TEXT PROVIDED:
•••

Gratitude and Grief During the Holidays

With the holidays upon us and the festivities and family gatherings beginning, there is a sense of gratitude for all that we have. I am particularly grateful for all the special moments shared between friends, colleagues, neighbors, and family members. I enjoy the holiday lunches, cookie exchanges with co-workers, the craft making and baking with grandchildren, the school holiday concerts, and decorations adorning the neighborhood.

However, during this time of year we need to make room for grief, too. Grief and gratitude can be present at the same time. As parents and grandparents, many of us feel a nostalgia for the holidays of the past and the people who are no longer a presence in the planning or parties. People may feel geographically isolated or separated by the death of a loved one or a cherished pet during the holidays.

Grief is a normal emotion that we, and our children, can be particularly aware of during times of celebration. It is interesting how that works. We wish we could share the celebration with the ones we miss. Grief is the longing for something or someone we no longer have. The holidays or other milestones can often remind us of our loss.

When we normalize grief and sadness by talking about something or someone we miss, it does not spoil the holiday spirit. Sharing and expressing emotions teaches meaning and increases positive coping.

Here are some ways we can share those tenderhearted moments and teach our children and grandchildren to have gratitude and to grieve well.

•••

Dataset excerpt:
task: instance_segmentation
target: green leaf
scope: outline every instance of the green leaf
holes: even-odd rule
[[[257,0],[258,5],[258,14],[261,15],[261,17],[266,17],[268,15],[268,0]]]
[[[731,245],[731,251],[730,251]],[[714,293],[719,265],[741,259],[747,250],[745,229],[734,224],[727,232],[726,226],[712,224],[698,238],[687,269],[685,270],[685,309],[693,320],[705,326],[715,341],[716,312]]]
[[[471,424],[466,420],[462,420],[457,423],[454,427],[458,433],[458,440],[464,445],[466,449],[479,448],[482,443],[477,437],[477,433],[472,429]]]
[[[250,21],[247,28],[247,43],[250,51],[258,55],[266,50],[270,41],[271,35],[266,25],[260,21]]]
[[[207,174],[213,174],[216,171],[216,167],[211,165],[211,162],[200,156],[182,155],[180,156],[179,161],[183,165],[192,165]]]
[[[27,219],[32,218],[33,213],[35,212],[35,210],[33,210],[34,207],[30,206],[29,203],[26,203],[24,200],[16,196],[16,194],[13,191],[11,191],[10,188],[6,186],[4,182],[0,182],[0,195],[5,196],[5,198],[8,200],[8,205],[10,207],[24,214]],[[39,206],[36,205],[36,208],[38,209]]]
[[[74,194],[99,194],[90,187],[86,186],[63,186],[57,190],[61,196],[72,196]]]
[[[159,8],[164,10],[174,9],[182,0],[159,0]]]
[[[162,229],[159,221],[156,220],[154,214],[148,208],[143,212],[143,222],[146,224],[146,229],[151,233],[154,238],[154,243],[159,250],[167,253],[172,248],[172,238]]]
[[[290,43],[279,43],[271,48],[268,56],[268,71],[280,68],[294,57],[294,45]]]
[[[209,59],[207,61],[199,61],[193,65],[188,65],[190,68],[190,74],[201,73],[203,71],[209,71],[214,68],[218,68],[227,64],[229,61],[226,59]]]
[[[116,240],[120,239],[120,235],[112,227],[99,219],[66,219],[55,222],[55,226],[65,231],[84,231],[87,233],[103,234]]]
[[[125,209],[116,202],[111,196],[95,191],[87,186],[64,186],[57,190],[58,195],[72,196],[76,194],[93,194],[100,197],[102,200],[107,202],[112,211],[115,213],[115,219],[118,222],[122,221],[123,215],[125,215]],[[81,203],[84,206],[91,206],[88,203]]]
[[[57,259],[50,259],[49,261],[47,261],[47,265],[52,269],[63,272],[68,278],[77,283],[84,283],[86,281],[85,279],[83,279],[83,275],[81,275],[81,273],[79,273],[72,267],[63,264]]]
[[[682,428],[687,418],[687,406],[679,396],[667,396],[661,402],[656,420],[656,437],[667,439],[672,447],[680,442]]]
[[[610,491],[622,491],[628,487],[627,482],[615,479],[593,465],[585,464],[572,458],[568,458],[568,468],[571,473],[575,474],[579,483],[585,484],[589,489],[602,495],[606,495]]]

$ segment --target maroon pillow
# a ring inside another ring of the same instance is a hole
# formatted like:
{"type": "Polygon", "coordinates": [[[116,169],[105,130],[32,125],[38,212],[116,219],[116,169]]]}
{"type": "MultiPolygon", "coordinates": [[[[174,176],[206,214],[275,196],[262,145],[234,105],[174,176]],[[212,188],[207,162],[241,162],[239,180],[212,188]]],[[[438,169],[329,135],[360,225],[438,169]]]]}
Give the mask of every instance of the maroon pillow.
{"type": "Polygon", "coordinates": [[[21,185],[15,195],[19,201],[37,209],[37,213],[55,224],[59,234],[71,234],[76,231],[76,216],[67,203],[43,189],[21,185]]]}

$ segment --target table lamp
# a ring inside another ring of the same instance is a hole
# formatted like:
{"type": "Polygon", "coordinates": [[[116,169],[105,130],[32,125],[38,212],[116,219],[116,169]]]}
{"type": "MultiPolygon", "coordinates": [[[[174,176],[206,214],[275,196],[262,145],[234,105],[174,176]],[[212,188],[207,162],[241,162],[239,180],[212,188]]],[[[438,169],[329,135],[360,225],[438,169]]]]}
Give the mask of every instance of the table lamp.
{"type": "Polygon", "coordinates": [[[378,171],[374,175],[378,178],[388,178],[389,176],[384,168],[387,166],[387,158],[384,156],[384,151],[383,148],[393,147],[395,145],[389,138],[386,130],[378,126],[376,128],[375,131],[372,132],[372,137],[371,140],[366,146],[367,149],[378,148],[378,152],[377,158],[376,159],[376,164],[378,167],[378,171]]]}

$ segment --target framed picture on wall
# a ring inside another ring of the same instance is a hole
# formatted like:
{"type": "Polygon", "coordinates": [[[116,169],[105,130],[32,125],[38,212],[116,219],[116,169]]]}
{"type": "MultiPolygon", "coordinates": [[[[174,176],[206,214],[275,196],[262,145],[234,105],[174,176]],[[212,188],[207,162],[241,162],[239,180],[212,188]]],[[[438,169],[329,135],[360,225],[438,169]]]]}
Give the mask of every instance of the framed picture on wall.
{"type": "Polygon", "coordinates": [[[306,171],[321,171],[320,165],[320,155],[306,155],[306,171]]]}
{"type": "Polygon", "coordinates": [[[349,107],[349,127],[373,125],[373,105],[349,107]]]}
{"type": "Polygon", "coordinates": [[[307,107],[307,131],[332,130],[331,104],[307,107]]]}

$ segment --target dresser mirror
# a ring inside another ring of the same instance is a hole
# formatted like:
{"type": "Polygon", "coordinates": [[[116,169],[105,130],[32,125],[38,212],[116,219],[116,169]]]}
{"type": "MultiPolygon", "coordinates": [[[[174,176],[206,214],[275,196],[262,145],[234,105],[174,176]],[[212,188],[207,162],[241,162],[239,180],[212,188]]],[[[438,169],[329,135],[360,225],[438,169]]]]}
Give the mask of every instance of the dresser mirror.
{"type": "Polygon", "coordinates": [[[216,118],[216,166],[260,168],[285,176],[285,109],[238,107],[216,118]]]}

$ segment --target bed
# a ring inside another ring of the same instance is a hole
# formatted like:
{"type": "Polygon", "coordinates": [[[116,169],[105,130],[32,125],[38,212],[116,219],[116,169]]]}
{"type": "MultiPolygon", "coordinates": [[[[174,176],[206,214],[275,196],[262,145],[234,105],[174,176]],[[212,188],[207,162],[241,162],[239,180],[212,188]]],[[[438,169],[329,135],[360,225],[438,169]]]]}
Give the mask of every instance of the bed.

•••

TO BE DONE:
**A.** Which lines of the records contain the string "mirror"? Show each of them in full, treating uppercase and lowercase as different.
**B.** Can you supply the next part of the piece on gratitude and grief during the holidays, starting right after its last sentence?
The records have no connection to the text.

ANSWERS FOR THIS EXERCISE:
**A.**
$ segment --target dresser mirror
Give the mask of every instance of the dresser mirror.

**B.**
  • Tell your children stories about the “good old holidays.” What is the best gift you ever received? Share the excitement of a first snow, a tradition of cutting down a tree, or buying gifts for the less fortunate.
  • Teach your children a traditional family recipe or make up one of your own and name it after your current family. Make the dish and share it with a neighbor or friend.
  • If you decorate, look through ornaments and think about the origin of each item.
  • Create cards or send messages and pictures to a relative or friend living far away.
  • As a family, make a gratitude list or a list of meaningful memories from past holidays. Make a list of holiday adventures you would like to have in the future.
  • Watch holiday movies and read books together.
  • While tucking your young child into bed or saying goodnight to an older child, be sure to mention everything that you appreciate about them.

My granddaughter told me the other day, “The best part of the holidays is being with family.”

I have to agree, and I am grateful for my time with her and the memories that she will have in the not-so distant future. I am also happy that she wants to share my holiday nostalgia about “The good old days.”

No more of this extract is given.